■ Verifique a compreensão
• A. Repita sem alterações o trecho do texto sobre os anestesistas do SESARAM que abre com as palavras "Neste momento, o" e fecha com "sobretudo dos doentes.".
• B. Responda, com base no texto sobre os anestesistas do SESARAM, às seguintes perguntas:
(i) Quantos anestesistas afetos ao bloco operatório tem atualmente o SESARAM?
(ii) Quantos especialistas em anestesia tem o Centro Hospitalar do Porto?
(iii) Que designação dá o grupo parlamentar do CDS-PP a estas questões do sistema regional de Saúde?
• C. Prossiga o texto sobre os anestesistas do SESARAM a partir da última frase apresentada.

■ Excerto do documento
Neste momento, o SESARAM conta com 19 anestesistas afetos ao bloco operatório, isto num universo de cerca de 260 mil habitantes. Se atendermos a que o Centro Hospitalar do Porto tem 83 especialistas em anestesia para um total de 246 mil habitantes, é fácil perceber o quanto o rácio regional peca por defeito. Cobrirá, no fundo, apenas 23% das necessidades.

MÁRIO PEREIRA-CDS-FOTO

“Secretário não tem peso político”

Ora, são estas as grandes questões que o grupo parlamentar do CDS-PP designa de ‘Calcanhar de Aquiles’ do sistema regional de Saúde e quer ver esclarecidas pelos responsáveis governamentais, de maneira a que não se criem falsas expetativas junto da opinião pública e sobretudo dos doentes.

■ Secção de dados
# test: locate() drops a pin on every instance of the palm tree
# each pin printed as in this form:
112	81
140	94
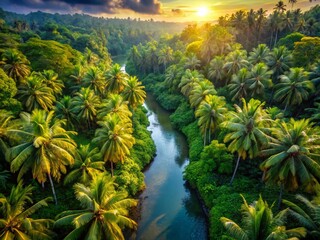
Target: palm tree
35	94
216	71
15	64
200	91
93	79
211	112
248	130
294	88
134	92
192	62
259	54
50	79
292	156
258	223
239	84
114	105
292	2
235	61
172	77
115	138
261	18
276	24
46	150
279	61
280	7
15	220
260	79
306	214
86	167
165	56
63	111
84	105
188	81
116	79
104	214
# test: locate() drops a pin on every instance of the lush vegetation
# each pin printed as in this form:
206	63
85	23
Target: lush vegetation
244	91
72	123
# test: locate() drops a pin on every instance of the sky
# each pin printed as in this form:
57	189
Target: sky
159	10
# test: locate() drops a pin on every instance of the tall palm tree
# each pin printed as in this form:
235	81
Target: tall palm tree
104	214
293	158
114	105
63	111
239	84
261	19
306	214
280	7
134	92
259	54
94	80
87	165
15	220
165	56
84	106
51	80
15	64
216	71
116	79
192	62
46	150
173	76
279	61
188	81
235	61
35	94
115	138
294	88
247	130
259	223
211	112
260	79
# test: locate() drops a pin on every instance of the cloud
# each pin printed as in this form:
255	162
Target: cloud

■ Respostas por tarefa
• A.
Neste momento, o SESARAM conta com 19 anestesistas afetos ao bloco operatório, isto num universo de cerca de 260 mil habitantes. Se atendermos a que o Centro Hospitalar do Porto tem 83 especialistas em anestesia para um total de 246 mil habitantes, é fácil perceber o quanto o rácio regional peca por defeito. Cobrirá, no fundo, apenas 23% das necessidades.

MÁRIO PEREIRA-CDS-FOTO

“Secretário não tem peso político”

Ora, são estas as grandes questões que o grupo parlamentar do CDS-PP designa de ‘Calcanhar de Aquiles’ do sistema regional de Saúde e quer ver esclarecidas pelos responsáveis governamentais, de maneira a que não se criem falsas expetativas junto da opinião pública e sobretudo dos doentes.

• B.
(i) 19 anestesistas.
(ii) 83 especialistas em anestesia.
(iii) 'Calcanhar de Aquiles'.

• C.
O primeiro embate tem já hora e local marcados. Começa esta segunda-feira a discussão da proposta de Orçamento e Plano da Região para o próximo ano. Mário Pereira, deputado centrista, garantiu ao FN uma “postura dura” da sua bancada à política do Executivo para o sector, tomando como caso concreto o Programa de Recuperação de Cirurgias. “É uma situação inadmissível. Estávamos à espera de uma mudança relativamente ao anterior Governo e administrações hospitalares e, afinal, assistimos a cortes e à manutenção da filosofia hospitalocêntrica do dr. Miguel Ferreira. Logo à partida, o atual secretário regional da Saúde é o principal derrotado”.

Durante os próximos dias, na Assembleia Legislativa Regional, o CDS-PP vai insistir no reforço das dotações orçamentais destinadas ao sector em geral e ao PRC em particular. Um papel negocial que, critica, caberia em primeira instância ao titular da pasta da Saúde junto da equipa governativa.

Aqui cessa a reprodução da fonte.